BEGIN

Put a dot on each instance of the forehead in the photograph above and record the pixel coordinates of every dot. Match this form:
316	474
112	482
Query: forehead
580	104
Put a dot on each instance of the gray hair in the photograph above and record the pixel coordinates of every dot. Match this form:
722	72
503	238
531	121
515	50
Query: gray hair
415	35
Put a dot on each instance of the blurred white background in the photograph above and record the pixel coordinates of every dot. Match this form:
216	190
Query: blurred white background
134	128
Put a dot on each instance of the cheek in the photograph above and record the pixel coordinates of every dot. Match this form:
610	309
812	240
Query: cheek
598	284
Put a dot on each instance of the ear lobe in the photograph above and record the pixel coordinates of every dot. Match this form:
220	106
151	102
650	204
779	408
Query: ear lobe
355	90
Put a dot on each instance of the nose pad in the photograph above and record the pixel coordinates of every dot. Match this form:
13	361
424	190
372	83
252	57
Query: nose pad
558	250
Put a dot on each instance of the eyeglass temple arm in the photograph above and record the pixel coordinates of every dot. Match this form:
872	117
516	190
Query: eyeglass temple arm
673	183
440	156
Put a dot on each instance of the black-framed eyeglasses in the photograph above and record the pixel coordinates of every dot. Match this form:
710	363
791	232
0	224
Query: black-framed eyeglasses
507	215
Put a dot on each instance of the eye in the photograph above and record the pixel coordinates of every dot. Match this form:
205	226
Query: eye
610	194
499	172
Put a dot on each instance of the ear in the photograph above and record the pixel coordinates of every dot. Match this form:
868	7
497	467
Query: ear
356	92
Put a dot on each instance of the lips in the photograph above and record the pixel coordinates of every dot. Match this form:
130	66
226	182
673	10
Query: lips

END
BEGIN

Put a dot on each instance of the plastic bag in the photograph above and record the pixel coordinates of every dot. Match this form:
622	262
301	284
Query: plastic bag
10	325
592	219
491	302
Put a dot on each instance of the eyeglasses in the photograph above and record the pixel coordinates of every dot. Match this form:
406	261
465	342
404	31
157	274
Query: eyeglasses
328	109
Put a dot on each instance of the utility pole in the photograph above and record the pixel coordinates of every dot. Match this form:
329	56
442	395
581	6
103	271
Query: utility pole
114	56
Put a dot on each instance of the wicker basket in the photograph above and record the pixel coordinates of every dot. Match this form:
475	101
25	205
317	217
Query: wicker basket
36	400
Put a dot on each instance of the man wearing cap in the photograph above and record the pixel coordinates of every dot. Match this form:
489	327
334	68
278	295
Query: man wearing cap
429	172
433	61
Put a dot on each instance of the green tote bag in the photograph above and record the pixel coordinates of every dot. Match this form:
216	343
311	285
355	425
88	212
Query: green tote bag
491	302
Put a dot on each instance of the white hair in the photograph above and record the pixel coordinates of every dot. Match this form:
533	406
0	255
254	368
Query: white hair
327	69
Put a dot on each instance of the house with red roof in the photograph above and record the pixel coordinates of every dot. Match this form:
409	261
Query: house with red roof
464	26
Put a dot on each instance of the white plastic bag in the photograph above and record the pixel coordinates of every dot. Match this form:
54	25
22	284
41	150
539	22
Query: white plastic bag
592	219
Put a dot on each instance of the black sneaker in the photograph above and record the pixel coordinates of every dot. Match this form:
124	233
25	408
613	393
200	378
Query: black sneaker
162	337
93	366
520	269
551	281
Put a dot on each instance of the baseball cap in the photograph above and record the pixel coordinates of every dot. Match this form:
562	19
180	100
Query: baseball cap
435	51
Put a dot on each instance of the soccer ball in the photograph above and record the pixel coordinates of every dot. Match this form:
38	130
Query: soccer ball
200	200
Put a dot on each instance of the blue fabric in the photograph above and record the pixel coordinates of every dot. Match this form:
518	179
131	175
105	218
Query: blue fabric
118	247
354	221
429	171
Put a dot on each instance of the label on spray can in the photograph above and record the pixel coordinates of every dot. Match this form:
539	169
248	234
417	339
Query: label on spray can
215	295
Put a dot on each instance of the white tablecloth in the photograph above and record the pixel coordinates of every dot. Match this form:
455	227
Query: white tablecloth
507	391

END

EXERCISE DESCRIPTION =
Extract exactly and only the lines above from the line containing "Put a dot on each instance of the lips" through the line containing "Query: lips", both end lines included.

EXERCISE RESPONSE =
Put a dot on each instance of the lips in the photograph above and record the pixel coordinates of every dot. Match this form:
130	66
226	182
673	10
Query: lips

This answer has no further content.